INSTRUCTION
Edit the data below, starting at its first line and stopping after the line that contains "[620,136,644,162]". In those lines, replace "sandal" with "slipper", leave everything else as it is, and give back only those lines.
:: EXERCISE MATERIALS ::
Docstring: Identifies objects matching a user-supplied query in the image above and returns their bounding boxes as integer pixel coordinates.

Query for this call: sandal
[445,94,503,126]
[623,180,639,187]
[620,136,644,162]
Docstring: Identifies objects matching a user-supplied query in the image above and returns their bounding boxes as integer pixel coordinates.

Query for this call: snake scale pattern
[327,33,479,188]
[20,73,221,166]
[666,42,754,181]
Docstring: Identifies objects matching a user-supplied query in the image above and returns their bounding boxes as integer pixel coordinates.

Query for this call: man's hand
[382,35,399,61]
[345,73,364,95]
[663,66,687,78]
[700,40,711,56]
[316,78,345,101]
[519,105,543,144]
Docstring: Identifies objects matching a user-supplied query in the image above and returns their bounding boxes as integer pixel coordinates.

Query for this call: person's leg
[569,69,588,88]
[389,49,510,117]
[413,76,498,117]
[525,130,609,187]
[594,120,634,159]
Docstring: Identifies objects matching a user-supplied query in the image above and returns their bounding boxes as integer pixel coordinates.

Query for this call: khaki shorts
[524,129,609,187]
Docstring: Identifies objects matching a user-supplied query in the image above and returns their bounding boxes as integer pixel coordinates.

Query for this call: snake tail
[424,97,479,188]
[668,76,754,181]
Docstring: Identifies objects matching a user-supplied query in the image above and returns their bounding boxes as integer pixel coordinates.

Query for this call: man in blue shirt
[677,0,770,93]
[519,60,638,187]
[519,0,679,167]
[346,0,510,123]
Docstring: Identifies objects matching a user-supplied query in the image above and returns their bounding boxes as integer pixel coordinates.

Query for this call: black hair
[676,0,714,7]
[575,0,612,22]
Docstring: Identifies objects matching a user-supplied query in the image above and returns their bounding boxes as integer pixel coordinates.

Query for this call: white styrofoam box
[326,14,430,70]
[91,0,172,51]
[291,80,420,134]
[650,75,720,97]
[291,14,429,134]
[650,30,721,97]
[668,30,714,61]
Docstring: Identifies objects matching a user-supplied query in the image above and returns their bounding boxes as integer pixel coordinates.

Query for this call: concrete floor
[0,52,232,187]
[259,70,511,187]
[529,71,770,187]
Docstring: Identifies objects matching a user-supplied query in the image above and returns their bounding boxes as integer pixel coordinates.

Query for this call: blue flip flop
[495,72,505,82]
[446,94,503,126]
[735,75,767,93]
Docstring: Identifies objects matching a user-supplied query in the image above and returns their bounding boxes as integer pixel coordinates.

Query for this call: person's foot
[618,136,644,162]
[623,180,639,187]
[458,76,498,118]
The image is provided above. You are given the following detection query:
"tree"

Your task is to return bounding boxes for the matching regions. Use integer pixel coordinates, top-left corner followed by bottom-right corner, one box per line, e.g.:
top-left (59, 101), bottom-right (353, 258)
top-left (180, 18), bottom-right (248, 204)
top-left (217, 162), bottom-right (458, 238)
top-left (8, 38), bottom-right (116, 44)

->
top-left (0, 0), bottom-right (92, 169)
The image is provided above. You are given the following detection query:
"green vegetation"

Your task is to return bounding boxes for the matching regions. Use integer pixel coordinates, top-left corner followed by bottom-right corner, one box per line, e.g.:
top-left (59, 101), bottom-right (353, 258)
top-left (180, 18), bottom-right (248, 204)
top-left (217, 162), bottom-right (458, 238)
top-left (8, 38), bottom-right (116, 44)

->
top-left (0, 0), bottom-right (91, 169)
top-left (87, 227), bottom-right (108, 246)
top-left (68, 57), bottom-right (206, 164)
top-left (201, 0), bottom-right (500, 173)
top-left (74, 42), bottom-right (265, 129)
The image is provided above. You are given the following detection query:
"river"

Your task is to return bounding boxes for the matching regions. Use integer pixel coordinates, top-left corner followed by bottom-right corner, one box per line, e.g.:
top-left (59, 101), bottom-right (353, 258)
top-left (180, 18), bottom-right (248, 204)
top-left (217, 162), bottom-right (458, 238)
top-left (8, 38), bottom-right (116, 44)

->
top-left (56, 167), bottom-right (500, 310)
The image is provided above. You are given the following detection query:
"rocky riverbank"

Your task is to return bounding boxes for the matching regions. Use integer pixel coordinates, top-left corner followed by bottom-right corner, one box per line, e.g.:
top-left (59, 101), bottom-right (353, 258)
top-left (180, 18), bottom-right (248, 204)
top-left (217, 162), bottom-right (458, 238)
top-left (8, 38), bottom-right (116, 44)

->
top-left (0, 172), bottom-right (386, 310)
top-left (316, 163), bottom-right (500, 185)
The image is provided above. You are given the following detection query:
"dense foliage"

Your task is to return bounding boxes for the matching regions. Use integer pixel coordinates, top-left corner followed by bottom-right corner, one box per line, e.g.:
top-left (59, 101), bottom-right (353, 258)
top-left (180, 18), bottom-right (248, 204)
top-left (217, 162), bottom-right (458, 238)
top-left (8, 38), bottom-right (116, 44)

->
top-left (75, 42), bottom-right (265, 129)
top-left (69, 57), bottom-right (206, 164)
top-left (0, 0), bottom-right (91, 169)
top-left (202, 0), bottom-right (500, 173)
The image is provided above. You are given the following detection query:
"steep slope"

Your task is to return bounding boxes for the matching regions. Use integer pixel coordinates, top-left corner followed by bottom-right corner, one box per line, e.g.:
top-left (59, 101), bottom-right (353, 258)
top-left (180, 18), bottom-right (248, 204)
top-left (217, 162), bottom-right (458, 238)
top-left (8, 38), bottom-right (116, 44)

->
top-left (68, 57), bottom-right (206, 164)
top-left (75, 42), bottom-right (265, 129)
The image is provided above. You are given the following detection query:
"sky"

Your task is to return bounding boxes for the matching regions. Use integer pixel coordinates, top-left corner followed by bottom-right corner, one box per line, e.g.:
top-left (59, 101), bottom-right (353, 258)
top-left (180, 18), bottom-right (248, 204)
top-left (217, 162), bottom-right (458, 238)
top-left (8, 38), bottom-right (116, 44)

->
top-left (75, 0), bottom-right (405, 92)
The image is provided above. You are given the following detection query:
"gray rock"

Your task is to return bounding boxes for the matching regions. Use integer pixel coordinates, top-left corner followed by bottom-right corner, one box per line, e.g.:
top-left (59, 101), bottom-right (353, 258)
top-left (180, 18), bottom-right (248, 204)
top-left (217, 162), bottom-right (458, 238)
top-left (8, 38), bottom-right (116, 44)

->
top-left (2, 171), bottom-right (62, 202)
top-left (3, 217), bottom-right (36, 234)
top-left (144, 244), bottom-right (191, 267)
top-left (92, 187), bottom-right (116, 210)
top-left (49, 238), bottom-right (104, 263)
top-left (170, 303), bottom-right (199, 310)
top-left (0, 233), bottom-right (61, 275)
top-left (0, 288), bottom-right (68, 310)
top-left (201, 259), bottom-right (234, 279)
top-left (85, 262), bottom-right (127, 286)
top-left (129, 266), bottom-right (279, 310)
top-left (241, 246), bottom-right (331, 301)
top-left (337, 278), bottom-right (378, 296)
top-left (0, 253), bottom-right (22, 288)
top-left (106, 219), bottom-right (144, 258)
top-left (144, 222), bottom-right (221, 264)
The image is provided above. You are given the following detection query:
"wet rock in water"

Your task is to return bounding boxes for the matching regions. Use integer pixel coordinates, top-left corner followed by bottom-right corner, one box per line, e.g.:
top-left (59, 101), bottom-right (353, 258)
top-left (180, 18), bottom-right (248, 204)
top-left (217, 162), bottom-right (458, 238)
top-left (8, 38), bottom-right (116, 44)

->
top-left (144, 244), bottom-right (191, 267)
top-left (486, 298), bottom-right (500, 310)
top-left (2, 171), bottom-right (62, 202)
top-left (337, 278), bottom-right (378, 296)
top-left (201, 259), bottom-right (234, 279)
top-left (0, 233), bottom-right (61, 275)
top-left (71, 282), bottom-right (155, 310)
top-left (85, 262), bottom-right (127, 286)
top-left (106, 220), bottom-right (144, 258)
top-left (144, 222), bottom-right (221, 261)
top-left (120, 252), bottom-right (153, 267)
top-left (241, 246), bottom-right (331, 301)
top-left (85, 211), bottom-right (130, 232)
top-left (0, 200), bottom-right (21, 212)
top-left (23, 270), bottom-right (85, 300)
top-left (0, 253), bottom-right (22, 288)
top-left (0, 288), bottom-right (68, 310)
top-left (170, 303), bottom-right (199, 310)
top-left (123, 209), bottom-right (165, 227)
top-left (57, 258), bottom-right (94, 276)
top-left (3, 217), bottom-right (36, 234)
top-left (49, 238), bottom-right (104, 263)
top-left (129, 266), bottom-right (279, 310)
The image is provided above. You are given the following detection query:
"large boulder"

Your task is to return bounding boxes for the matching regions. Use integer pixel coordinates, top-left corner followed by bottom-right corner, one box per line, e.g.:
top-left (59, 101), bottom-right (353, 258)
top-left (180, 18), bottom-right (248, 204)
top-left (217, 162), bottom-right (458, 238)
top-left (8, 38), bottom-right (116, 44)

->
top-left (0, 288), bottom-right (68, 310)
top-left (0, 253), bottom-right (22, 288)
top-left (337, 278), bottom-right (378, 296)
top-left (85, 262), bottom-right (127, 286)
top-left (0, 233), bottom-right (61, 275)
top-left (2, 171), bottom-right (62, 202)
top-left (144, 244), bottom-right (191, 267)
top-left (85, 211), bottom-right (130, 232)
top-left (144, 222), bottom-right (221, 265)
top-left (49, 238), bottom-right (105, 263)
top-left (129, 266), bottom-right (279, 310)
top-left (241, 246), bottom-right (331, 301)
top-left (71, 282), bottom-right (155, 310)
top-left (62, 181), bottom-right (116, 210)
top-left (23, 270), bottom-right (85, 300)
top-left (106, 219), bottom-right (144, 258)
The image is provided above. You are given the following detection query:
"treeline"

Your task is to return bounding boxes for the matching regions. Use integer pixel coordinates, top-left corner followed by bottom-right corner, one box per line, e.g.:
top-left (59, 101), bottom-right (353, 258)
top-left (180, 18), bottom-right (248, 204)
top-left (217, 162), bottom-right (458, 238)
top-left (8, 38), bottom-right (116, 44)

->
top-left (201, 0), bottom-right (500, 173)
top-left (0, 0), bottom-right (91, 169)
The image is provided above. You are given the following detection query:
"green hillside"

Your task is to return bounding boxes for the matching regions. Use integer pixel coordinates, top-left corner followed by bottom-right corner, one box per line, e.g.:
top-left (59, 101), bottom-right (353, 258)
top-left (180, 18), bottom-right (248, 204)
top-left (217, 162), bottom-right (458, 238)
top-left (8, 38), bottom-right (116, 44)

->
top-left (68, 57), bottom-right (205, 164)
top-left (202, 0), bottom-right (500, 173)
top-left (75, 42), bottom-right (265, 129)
:::
WRITTEN RESPONSE
Docstring: Identifies objects matching a user-supplied query in the image above and returns their bounding boxes as integer pixel coordinates.

Query for this call: slipper
[445,94,503,126]
[623,180,639,187]
[620,136,644,162]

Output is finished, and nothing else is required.